* [Exercices]:
[A] Répondez aux questions suivantes d'après l'extrait sur l'industrie de la mode.
(i) Qui doit être prêt à transformer radicalement son comportement pour que des plateformes comme Circ puissent s'étendre ?
(ii) Quel titre porte la section qui suit le premier paragraphe ?
(iii) Combien de vêtements les gens possédaient-ils pendant des millénaires, et combien de temps les portaient-ils ?
[B] Relevez chaque occurrence du mot « pour » dans l'extrait sur l'industrie de la mode et indiquez le mot qui le suit immédiatement.
[C] Indiquez si chacune de ces affirmations concorde avec l'extrait sur l'industrie de la mode.
(i) Les consommateurs sont déjà prêts à changer radicalement leur comportement.
(ii) Depuis que les premiers hommes ont créé des vêtements, ceux-ci ont été conçus pour être jetables.
(iii) Pendant des millénaires, les gens possédaient de nombreux vêtements.

* [Extrait de page]:
____________

Les efforts de Circ s’inscrivent dans un mouvement visant à développer de nouveaux systèmes pour limiter l’impact dévastateur de l’industrie de la mode sur la planète. Mais pour que des plateformes comme Circ puissent s’étendre, les consommateurs et les marques doivent être prêts à transformer radicalement leur comportement. La question est de savoir si cela peut se produire assez rapidement pour éviter les pires conséquences de la catastrophe climatique.

Le problème de la mode jetable

Depuis que les premiers hommes ont créé des vêtements pour couvrir leur corps, les vêtements ont été conçus pour être jetables. Pendant des millénaires, cette approche a bien fonctionné, car les gens ne possédaient que quelques vêtements et les portaient le plus longtemps possible avant de s’en débarrasser.

____________

[Extrait du jeu de données]
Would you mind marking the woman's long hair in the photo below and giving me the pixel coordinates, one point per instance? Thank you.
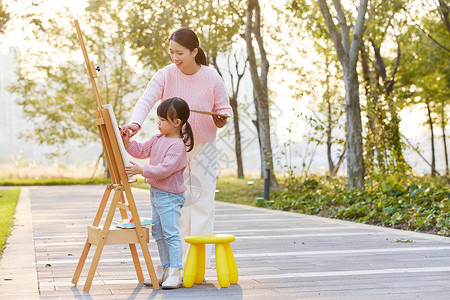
(188, 39)
(177, 108)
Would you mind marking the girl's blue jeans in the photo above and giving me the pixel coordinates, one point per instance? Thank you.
(166, 226)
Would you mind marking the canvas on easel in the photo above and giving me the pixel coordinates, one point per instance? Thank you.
(122, 198)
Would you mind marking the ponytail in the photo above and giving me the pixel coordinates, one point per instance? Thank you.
(200, 58)
(188, 136)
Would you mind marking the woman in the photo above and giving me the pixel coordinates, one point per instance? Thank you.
(203, 89)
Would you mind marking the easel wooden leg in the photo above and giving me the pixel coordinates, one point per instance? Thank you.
(87, 246)
(134, 255)
(101, 244)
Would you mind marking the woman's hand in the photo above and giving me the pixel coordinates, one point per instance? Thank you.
(134, 169)
(133, 128)
(220, 121)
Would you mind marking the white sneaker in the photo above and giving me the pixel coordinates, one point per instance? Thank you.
(174, 279)
(161, 275)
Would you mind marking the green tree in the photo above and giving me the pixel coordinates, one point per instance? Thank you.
(380, 65)
(324, 84)
(5, 16)
(347, 45)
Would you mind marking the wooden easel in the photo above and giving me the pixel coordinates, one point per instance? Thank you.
(121, 184)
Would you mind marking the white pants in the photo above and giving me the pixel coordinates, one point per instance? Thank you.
(197, 214)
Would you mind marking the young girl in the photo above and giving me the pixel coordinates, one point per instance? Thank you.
(168, 160)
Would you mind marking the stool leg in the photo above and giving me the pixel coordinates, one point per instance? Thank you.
(231, 264)
(223, 274)
(190, 266)
(200, 274)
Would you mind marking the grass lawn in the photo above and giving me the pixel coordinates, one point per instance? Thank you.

____________

* [Réponses]:
[A]
(i) Les consommateurs et les marques.
(ii) « Le problème de la mode jetable ».
(iii) Ils ne possédaient que quelques vêtements et les portaient le plus longtemps possible avant de s'en débarrasser.

[B]
- pour limiter
- pour que
- pour éviter
- pour couvrir
- pour être

[C]
(i) Non : « les consommateurs et les marques doivent être prêts à transformer radicalement leur comportement »
(ii) Oui : « Depuis que les premiers hommes ont créé des vêtements pour couvrir leur corps, les vêtements ont été conçus pour être jetables. »
(iii) Non : « les gens ne possédaient que quelques vêtements »